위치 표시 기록
+-------+
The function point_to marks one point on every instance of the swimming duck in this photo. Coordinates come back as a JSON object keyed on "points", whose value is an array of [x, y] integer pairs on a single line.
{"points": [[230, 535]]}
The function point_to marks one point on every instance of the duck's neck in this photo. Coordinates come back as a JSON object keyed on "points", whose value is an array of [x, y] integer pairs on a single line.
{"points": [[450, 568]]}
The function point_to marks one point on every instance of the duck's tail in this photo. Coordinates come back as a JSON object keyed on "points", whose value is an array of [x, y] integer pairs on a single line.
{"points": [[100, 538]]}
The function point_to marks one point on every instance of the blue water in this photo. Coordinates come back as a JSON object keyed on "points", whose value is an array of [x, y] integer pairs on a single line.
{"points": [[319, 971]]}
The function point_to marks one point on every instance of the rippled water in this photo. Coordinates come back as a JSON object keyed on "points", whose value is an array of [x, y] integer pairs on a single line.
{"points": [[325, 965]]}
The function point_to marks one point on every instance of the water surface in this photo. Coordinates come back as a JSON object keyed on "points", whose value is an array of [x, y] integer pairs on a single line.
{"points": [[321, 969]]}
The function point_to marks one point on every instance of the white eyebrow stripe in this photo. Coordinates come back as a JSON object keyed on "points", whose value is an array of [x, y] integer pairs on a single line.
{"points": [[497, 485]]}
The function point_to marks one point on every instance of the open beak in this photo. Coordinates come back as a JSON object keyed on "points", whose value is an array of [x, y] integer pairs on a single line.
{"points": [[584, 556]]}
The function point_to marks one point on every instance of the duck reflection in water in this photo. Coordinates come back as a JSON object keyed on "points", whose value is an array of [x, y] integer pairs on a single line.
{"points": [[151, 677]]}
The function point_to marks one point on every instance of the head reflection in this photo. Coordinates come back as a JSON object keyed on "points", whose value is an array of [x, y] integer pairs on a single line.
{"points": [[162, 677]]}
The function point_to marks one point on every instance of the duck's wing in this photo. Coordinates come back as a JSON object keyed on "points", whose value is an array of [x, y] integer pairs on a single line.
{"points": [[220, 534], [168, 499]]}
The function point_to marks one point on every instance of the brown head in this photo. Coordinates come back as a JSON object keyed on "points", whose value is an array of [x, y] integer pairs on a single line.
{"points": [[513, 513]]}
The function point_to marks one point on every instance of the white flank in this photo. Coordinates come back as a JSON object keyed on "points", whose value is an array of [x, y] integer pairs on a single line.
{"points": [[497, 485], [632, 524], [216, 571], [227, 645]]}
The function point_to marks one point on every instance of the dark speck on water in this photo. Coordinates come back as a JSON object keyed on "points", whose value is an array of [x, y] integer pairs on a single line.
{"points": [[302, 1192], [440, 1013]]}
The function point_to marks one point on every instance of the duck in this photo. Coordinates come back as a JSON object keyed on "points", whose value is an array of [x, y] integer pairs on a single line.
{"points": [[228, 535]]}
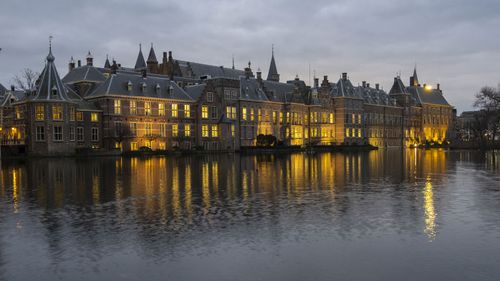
+-------+
수행할 지시: "of the head"이 들어 있는 줄에서 시작하여 기록의 끝에서 멈추고, 그 사이의 줄을 한 글자도 바꾸지 말고 그대로 반환하십시오. 그림은 답에 포함하지 마십시오.

과제 풀이:
The function point_to marks one point on every instance of the head reflection in this photo. Coordinates come back as a JSON object keyed on "points", whose value is an array of [x, y] integer pairs on a single line.
{"points": [[162, 677]]}
The function point_to marks one point on every instance of the duck's wing in this photo. Coordinates come back as a JSON object keyed on "points", whose value is an array of [x, y] integer pairs on a single line.
{"points": [[220, 534], [168, 499]]}
The function point_to marks one point on every instance of the brown head in this photo. Coordinates come back as a JSON object keyed on "points", whose value is an array of [x, y] integer pairs on a single line.
{"points": [[513, 513]]}
The function point_to marks one point on every instance of the white flank in this photo. Coordinates come back as a JSON object keyed on "points", whose value is an array of [x, y] integer pairs on a single line.
{"points": [[497, 485], [632, 524], [216, 571], [227, 645]]}
The function point_to marks one point on every instance of the dark speck on water in this photo. Coordinates come back as a JSON object keyed on "points", whose value is an array of [x, y] integer pairs on a single line.
{"points": [[302, 1192], [440, 1013]]}
The function point_to marks one point on every instance of the duck in this photo. Coordinates come back as a JSON object keyed on "points", whose value is an array of [x, y] integer pairs on a single line.
{"points": [[228, 535]]}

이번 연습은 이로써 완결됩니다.